- _Exercise task 1_
Pull out every line in the records below that contains the string "bare", treating uppercase and lowercase as different.

- _Excerpted passage_
Virtual memory management is one of Linux's most sophisticated features, allowing the system to efficiently handle memory allocation, sharing, and swapping. The Server Scout agent monitors four key virtual memory metrics that provide crucial insights into your system's memory behaviour and potential performance bottlenecks.
These metrics help you distinguish between normal memory operations and concerning memory pressure that could degrade application performance.
Understanding Virtual Memory Metrics
Server Scout collects virtual memory statistics from /proc/vmstat every 30 seconds as part of the medium monitoring tier. All four metrics are cumulative counters, meaning they continuously increase over time. The dashboard charts convert these into rates (events per second) by calculating the difference between consecutive readings.
| Metric | Description | Source |
|---|---|---|
page_faults | Total page faults (minor + major) | /proc/vmstat pgfault |
page_faults_major | Major page faults requiring disk I/O | /proc/vmstat pgmajfault |
swap_in_pages | Pages read from swap space | /proc/vmstat pswpin |
swap_out_pages | Pages written to swap space | /proc/vmstat pswpout |
Page Faults: The Foundation of Virtual Memory
Minor Page Faults: Normal and Harmless
A page fault occurs whenever a process attempts to access a memory page that isn't currently mapped in its virtual address space. The vast majority of page faults are minor faults, which are resolved entirely within RAM without any disk I/O.
Minor page faults happen constantly during normal system operation for several legitimate reasons:
- Memory mapping: When a process maps a file into memory using
mmap(), the pages aren't immediately loaded. They're faulted in on first access. - Shared libraries: Multiple processes sharing the same library code fault in the same physical pages.
- Copy-on-write: When a process forks, the parent and child initially share memory pages. A fault occurs when either tries to modify a shared page.
- Demand paging: Even program code is loaded on-demand as functions are first called.
A minor page fault typically resolves in microseconds. The kernel simply updates the process's page table to point to an existing page in physical memory. A rate of 1,000-10,000 minor page faults per second is completely normal on an active system.
Major Page Faults: The Performance Killers
A major page fault occurs when the requested page isn't in physical memory at all and must be read from disk. This might be program code that hasn't been loaded yet, or data that was previously swapped out to disk.
Major page faults are expensive because they require disk I/O. Each major fault can stall the requesting process for milliseconds whilst the kernel reads the page from storage. Even on fast NVMe drives, this is thousands of times slower than a minor fault.
Sustained major fault rates above 100 per second typically indicate memory pressure. The system is thrashing—constantly reading pages from disk because there isn't enough RAM to keep frequently-accessed pages in memory.
Swap Activity: Understanding Memory Pressure
Swap space allows Linux to extend available memory by writing rarely-used pages to disk. However, it's crucial to distinguish between swap usage and swap activity.

- _Source material_
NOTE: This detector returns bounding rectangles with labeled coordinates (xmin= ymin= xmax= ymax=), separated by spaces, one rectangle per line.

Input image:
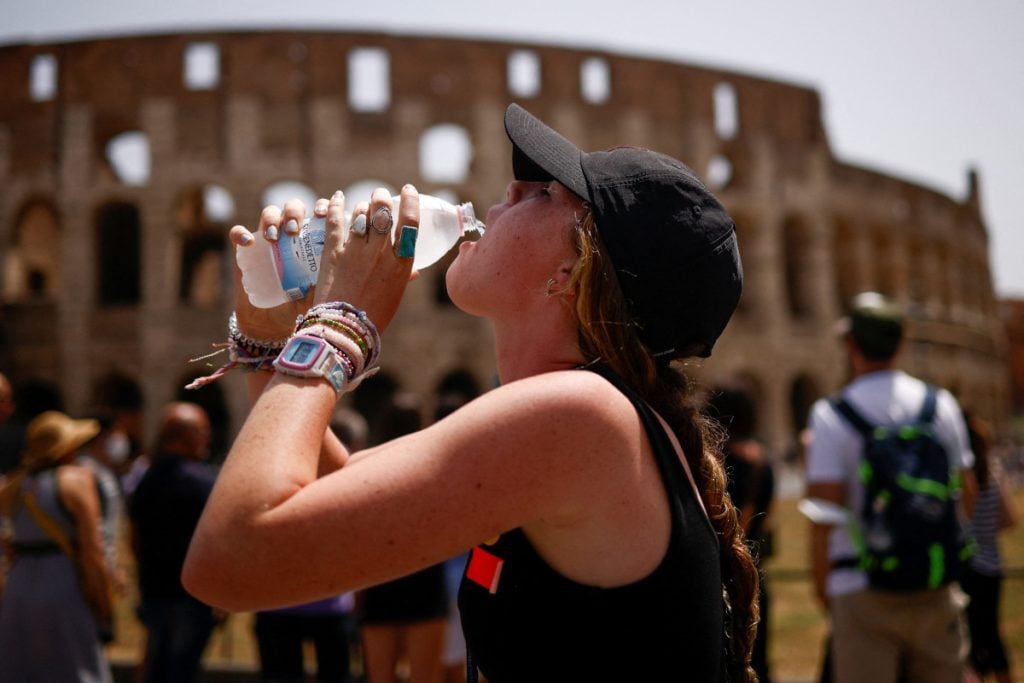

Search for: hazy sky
xmin=0 ymin=0 xmax=1024 ymax=297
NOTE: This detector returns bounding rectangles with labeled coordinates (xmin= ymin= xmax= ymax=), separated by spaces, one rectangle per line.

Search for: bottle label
xmin=273 ymin=219 xmax=327 ymax=301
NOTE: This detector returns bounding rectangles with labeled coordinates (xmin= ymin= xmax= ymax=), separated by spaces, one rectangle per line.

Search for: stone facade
xmin=0 ymin=32 xmax=1011 ymax=455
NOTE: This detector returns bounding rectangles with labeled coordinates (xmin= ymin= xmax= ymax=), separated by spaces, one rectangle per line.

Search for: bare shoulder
xmin=57 ymin=465 xmax=98 ymax=508
xmin=452 ymin=370 xmax=637 ymax=449
xmin=485 ymin=370 xmax=630 ymax=420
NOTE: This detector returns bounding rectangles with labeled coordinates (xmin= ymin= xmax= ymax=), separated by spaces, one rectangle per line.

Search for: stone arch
xmin=103 ymin=130 xmax=152 ymax=187
xmin=94 ymin=201 xmax=142 ymax=306
xmin=831 ymin=218 xmax=863 ymax=309
xmin=782 ymin=216 xmax=814 ymax=319
xmin=705 ymin=153 xmax=736 ymax=191
xmin=419 ymin=123 xmax=473 ymax=184
xmin=790 ymin=373 xmax=821 ymax=436
xmin=505 ymin=49 xmax=542 ymax=97
xmin=175 ymin=184 xmax=234 ymax=308
xmin=347 ymin=47 xmax=391 ymax=114
xmin=580 ymin=57 xmax=611 ymax=104
xmin=871 ymin=227 xmax=901 ymax=299
xmin=260 ymin=180 xmax=317 ymax=213
xmin=730 ymin=212 xmax=760 ymax=315
xmin=3 ymin=199 xmax=61 ymax=302
xmin=712 ymin=81 xmax=739 ymax=140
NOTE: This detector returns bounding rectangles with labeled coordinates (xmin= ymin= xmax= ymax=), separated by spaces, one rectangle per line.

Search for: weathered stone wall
xmin=0 ymin=32 xmax=1010 ymax=454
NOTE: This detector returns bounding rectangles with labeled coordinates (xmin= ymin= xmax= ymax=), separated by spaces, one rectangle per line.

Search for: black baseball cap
xmin=839 ymin=292 xmax=903 ymax=360
xmin=505 ymin=104 xmax=743 ymax=358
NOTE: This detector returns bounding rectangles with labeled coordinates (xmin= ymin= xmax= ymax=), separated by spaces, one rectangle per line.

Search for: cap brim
xmin=505 ymin=103 xmax=591 ymax=201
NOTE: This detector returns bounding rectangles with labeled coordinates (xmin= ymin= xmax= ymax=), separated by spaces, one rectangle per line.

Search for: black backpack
xmin=831 ymin=386 xmax=972 ymax=591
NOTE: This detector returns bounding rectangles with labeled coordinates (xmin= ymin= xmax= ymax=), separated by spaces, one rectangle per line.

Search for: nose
xmin=505 ymin=180 xmax=530 ymax=204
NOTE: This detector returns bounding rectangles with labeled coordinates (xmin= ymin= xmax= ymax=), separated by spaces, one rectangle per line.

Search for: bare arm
xmin=182 ymin=372 xmax=636 ymax=610
xmin=57 ymin=465 xmax=111 ymax=620
xmin=807 ymin=482 xmax=846 ymax=609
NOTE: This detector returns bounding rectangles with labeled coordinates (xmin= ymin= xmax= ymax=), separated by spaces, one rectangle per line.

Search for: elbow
xmin=181 ymin=539 xmax=251 ymax=612
xmin=181 ymin=540 xmax=229 ymax=609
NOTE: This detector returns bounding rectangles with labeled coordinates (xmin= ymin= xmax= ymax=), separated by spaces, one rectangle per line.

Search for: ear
xmin=548 ymin=256 xmax=579 ymax=296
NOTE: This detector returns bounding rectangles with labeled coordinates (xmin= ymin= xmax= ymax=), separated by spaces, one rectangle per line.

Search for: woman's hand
xmin=228 ymin=199 xmax=328 ymax=341
xmin=313 ymin=185 xmax=420 ymax=333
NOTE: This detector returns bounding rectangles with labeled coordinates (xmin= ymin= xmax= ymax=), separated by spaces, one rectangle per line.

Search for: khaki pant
xmin=830 ymin=584 xmax=969 ymax=683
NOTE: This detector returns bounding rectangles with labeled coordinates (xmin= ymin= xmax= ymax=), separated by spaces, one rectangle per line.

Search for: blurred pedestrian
xmin=961 ymin=417 xmax=1017 ymax=683
xmin=0 ymin=411 xmax=112 ymax=683
xmin=356 ymin=392 xmax=447 ymax=683
xmin=130 ymin=402 xmax=215 ymax=683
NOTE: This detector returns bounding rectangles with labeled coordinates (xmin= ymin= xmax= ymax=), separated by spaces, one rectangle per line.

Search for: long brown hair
xmin=567 ymin=211 xmax=759 ymax=683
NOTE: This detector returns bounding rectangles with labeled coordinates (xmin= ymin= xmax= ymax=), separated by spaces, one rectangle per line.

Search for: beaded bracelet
xmin=273 ymin=301 xmax=381 ymax=396
xmin=295 ymin=301 xmax=381 ymax=370
xmin=185 ymin=311 xmax=288 ymax=389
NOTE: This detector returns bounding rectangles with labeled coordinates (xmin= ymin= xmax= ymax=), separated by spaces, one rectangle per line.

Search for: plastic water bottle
xmin=234 ymin=195 xmax=484 ymax=308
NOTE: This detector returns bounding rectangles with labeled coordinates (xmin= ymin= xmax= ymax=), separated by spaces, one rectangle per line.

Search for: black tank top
xmin=459 ymin=367 xmax=724 ymax=683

- _Exercise task 2_
According to the Linux virtual memory page above, how often does Server Scout collect virtual memory statistics from /proc/vmstat?

- _Correct answer 1_
Search for: bare shoulder
Search for: bare arm

- _Correct answer 2_
Every 30 seconds.